(Excerpts of bounding box data)
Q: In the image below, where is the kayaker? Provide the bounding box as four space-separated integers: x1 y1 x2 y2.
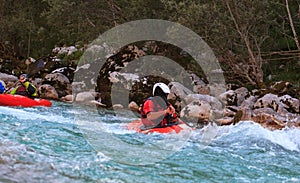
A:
10 74 37 98
140 83 184 129
0 80 5 94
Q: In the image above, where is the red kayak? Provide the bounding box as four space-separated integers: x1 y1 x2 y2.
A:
0 94 52 107
126 120 191 134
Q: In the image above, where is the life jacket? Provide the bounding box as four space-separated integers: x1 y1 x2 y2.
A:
140 97 178 128
0 81 5 93
16 85 28 96
10 81 37 98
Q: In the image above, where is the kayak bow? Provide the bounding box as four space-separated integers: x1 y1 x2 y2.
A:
126 120 191 134
0 94 52 107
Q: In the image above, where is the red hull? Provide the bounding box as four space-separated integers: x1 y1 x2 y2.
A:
126 120 189 134
0 94 52 107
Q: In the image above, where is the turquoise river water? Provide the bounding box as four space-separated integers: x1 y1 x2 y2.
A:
0 102 300 183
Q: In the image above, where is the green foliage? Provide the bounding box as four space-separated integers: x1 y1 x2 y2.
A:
0 0 300 86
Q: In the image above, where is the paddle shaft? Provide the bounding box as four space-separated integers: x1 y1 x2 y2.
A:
3 80 20 93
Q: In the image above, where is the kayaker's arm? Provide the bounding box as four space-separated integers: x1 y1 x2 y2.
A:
147 106 175 121
147 110 166 121
9 87 18 95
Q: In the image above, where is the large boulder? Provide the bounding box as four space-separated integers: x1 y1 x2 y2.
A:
254 94 288 115
43 73 72 98
180 98 211 126
38 84 58 100
279 95 300 113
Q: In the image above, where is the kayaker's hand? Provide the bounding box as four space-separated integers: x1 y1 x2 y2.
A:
166 106 175 114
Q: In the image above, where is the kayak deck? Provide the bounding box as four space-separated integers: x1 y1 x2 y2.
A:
0 94 52 107
126 120 189 134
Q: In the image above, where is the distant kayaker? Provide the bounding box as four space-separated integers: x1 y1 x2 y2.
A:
10 74 37 98
0 80 5 94
140 83 184 129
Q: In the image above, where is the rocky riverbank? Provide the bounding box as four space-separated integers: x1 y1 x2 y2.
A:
0 46 300 130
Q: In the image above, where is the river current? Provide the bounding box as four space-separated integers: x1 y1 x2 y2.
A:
0 102 300 183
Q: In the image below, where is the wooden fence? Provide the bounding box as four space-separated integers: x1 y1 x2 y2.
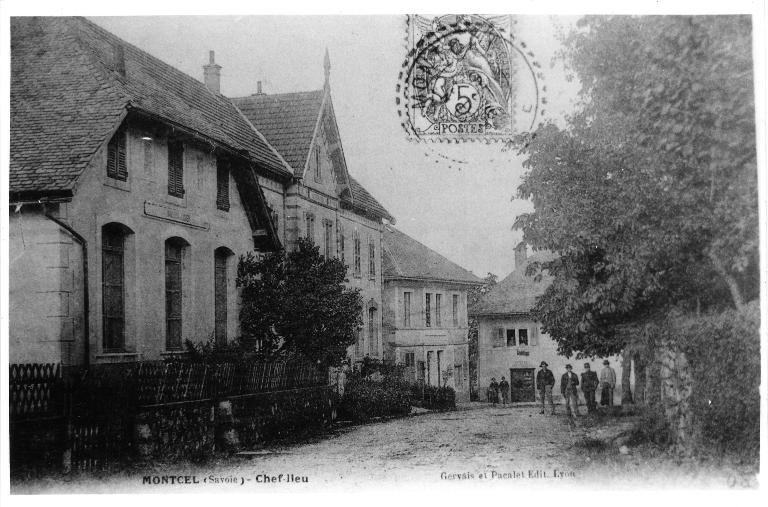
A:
9 360 333 474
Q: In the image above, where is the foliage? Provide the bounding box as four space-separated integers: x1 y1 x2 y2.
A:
237 239 362 366
515 16 758 355
339 374 411 422
467 272 499 401
666 301 760 458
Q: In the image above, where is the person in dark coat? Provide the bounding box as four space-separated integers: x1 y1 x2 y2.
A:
560 364 579 417
488 377 499 406
581 363 600 413
499 377 509 405
536 361 555 415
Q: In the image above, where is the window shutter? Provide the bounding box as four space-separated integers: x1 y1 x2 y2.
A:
107 130 128 181
216 160 229 211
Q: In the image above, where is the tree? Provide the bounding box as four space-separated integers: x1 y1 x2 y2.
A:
237 239 362 366
516 16 758 355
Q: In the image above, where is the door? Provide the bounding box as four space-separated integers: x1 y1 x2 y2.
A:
509 368 536 402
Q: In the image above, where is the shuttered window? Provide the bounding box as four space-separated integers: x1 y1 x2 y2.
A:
213 248 228 345
368 241 376 278
368 308 379 356
355 233 360 278
107 129 128 181
101 225 125 352
216 159 229 211
168 141 184 197
165 239 183 350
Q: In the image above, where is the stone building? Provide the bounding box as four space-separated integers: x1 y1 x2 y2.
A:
9 18 393 364
382 226 481 401
469 243 621 402
232 52 394 361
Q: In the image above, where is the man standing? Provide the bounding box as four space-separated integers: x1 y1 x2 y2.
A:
600 359 616 407
499 377 509 405
560 364 579 417
536 361 555 415
581 363 600 413
488 377 499 407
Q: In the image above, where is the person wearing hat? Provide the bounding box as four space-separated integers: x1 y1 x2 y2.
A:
581 363 600 413
536 361 555 415
600 359 616 407
560 364 579 417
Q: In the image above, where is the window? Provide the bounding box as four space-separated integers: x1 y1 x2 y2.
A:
492 327 504 347
453 294 459 327
101 224 126 352
165 238 184 350
306 213 315 243
507 329 515 347
107 128 128 181
355 232 360 278
213 248 232 345
368 241 376 278
216 159 229 211
403 292 411 327
323 220 333 259
368 308 379 356
168 141 184 197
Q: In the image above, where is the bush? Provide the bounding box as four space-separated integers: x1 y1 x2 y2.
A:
339 375 411 422
411 384 456 411
669 301 760 457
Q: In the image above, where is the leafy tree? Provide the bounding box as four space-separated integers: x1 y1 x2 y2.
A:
237 239 362 366
516 16 758 355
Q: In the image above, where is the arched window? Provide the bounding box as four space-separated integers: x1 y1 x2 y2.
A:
213 247 234 345
165 238 188 350
101 223 132 352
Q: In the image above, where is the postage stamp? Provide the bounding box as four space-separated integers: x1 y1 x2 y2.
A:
396 14 546 142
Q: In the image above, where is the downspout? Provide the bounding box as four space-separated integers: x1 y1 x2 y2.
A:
45 211 91 368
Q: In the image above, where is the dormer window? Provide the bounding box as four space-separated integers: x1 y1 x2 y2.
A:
107 128 128 181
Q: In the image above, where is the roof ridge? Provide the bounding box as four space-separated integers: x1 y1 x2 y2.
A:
392 227 478 278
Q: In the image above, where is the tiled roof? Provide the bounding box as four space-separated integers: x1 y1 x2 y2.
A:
382 226 482 284
232 90 393 220
349 176 394 222
9 17 288 196
232 90 324 176
469 252 552 315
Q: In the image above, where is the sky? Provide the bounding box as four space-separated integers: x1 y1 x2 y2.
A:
90 16 578 277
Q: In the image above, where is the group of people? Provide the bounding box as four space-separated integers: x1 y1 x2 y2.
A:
486 377 509 405
536 359 616 417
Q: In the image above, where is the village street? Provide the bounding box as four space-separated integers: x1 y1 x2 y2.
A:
14 403 743 493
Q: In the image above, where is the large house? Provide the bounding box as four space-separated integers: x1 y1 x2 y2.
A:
9 18 393 365
469 243 621 402
383 226 481 401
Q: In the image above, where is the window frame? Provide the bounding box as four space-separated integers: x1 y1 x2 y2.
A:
106 127 128 181
168 140 185 199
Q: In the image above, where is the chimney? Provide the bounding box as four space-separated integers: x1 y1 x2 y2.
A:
515 241 528 274
203 51 221 93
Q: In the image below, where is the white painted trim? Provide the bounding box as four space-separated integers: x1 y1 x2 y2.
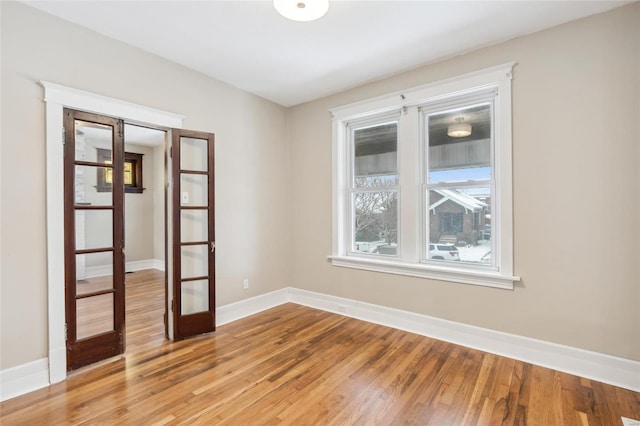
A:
329 62 516 121
40 81 185 128
289 288 640 392
329 256 520 290
40 81 184 383
0 358 49 401
216 288 289 326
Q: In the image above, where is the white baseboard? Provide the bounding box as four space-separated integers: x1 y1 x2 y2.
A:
0 286 640 401
85 259 164 278
289 288 640 392
216 288 289 326
0 358 49 401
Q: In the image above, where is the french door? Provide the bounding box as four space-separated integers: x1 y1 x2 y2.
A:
64 109 125 370
170 129 216 340
64 109 215 370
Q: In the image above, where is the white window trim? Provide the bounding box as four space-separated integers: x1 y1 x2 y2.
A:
329 62 520 289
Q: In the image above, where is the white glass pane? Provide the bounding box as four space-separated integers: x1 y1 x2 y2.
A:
427 103 492 183
180 137 208 172
180 280 209 315
180 173 209 206
75 120 113 162
180 210 209 243
352 191 398 255
353 122 398 188
76 293 114 340
427 187 492 265
74 166 113 206
76 210 113 250
180 244 209 278
76 251 113 283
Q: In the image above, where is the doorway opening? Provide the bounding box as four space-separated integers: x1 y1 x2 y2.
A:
45 81 215 384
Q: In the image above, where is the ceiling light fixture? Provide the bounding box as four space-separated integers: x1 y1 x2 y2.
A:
273 0 329 22
447 117 471 138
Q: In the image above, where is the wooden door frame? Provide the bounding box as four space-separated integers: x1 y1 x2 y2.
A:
63 108 126 371
167 129 216 340
40 81 185 384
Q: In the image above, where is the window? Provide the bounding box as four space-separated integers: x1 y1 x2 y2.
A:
420 93 497 266
331 64 519 288
349 116 398 254
96 148 145 194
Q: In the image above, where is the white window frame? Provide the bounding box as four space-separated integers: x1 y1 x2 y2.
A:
329 62 520 289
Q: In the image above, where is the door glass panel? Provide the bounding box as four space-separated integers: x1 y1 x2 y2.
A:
75 120 113 162
180 210 209 243
76 210 113 250
180 137 208 172
76 293 114 340
76 251 113 291
74 166 113 206
180 173 209 206
181 244 209 279
180 280 209 315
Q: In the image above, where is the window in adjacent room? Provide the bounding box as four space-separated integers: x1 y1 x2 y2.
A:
96 148 144 194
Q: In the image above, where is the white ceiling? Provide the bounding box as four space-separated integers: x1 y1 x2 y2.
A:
23 0 631 106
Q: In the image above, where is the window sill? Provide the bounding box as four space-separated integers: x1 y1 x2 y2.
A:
329 256 520 290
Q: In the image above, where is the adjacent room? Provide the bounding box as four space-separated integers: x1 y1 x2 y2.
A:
0 0 640 426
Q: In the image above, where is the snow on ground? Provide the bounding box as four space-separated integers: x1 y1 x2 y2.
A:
458 240 491 262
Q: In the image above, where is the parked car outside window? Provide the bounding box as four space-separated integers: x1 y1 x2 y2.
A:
429 244 460 260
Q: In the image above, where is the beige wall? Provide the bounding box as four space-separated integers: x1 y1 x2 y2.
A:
152 146 165 260
0 2 289 370
289 3 640 360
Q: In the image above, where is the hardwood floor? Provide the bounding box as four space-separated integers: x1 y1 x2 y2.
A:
0 271 640 426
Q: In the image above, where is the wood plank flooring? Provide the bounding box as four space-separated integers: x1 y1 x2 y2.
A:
0 271 640 426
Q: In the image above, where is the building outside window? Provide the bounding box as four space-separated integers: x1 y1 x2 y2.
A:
331 64 519 288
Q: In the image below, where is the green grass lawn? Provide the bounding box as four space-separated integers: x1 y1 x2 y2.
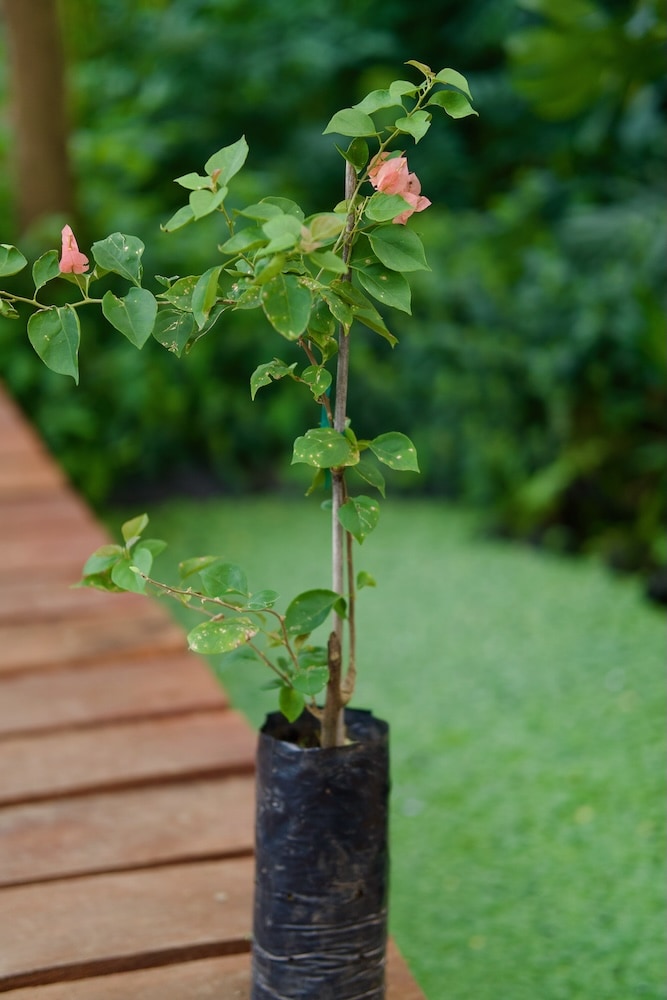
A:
104 499 665 1000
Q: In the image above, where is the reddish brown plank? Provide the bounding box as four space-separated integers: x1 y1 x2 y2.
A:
0 580 170 623
0 601 186 676
0 776 255 884
0 710 256 804
0 858 253 990
0 942 424 1000
0 524 117 583
0 488 104 540
0 652 227 737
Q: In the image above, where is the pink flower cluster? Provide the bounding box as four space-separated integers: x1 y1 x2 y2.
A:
59 226 88 274
368 153 431 226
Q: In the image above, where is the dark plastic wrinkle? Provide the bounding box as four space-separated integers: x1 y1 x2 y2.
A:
251 710 389 1000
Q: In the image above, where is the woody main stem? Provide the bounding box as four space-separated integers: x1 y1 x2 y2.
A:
321 163 357 747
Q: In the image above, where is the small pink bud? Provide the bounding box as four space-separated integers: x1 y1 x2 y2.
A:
59 226 88 274
368 152 431 226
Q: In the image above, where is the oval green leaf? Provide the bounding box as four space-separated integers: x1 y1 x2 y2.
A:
338 496 380 545
28 306 81 385
262 274 313 340
292 427 359 469
285 590 341 635
322 108 377 136
91 233 144 285
188 618 257 656
102 288 157 348
32 250 60 292
368 225 431 271
368 431 419 472
0 243 27 277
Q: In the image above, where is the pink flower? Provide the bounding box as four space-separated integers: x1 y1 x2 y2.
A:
60 226 88 274
368 153 431 225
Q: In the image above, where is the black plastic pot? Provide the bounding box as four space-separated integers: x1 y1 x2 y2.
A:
251 709 389 1000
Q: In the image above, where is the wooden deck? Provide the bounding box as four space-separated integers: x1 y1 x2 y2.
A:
0 378 424 1000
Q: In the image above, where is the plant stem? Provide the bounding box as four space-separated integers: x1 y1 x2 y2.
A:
321 163 357 747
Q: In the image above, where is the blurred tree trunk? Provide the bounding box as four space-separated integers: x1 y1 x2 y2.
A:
2 0 74 231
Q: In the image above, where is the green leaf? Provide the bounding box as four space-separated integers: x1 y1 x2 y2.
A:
336 282 398 347
91 233 144 285
218 226 266 254
299 365 331 399
204 135 248 184
308 250 347 274
160 205 195 233
338 496 380 545
262 214 303 249
160 274 199 310
292 427 359 469
356 264 412 315
394 111 431 143
0 243 27 278
102 288 157 348
153 309 197 358
320 282 354 330
340 138 369 174
435 69 472 101
192 264 222 330
262 274 313 340
174 173 211 191
353 90 402 115
368 431 419 472
260 195 305 222
278 685 306 722
120 514 148 549
28 306 81 385
188 618 257 656
111 545 153 594
389 80 419 97
305 212 347 243
81 545 125 576
141 538 167 559
188 187 227 219
357 569 377 590
0 298 19 319
428 90 479 118
365 191 410 222
237 201 284 222
178 556 220 580
250 358 297 399
285 590 341 635
32 250 60 292
291 666 329 698
199 559 249 598
245 590 280 611
322 108 377 136
354 455 385 497
368 225 431 271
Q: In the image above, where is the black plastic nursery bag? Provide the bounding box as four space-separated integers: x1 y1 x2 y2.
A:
251 710 389 1000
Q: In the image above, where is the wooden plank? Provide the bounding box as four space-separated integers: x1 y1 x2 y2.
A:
0 452 65 499
0 488 104 540
0 710 256 805
1 941 424 1000
0 601 186 676
0 580 170 623
0 652 227 737
0 524 117 583
0 858 253 991
0 776 255 884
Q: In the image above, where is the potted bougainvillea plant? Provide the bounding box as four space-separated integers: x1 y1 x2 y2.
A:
0 61 476 1000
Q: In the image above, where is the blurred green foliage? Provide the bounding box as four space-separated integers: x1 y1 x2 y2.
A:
0 0 666 584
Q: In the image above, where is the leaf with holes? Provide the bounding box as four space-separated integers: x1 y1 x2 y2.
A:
188 618 257 656
338 496 380 545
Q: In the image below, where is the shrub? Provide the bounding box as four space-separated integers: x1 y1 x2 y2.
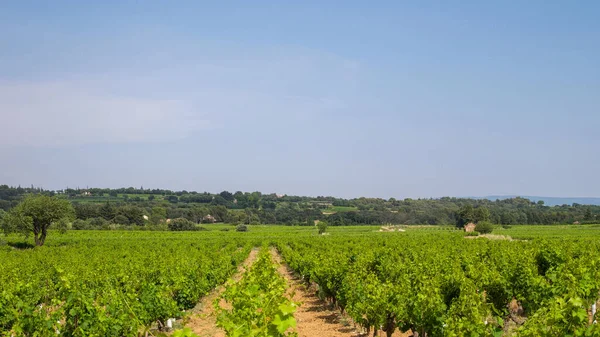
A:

### TASK BRIEF
Reproduce every line of the data between the line containing "Q: In the image above, where is the black plastic pot?" and the line containing "251 709 389 1000", inclusive, shifting each bounding box coordinate in the answers up by 17.

### RESULT OF THIS TASK
Q: In the image above, where is the black plastic pot? Provide the bounding box as four space-separated integers: x1 y1 x2 y2.
A:
268 726 406 1017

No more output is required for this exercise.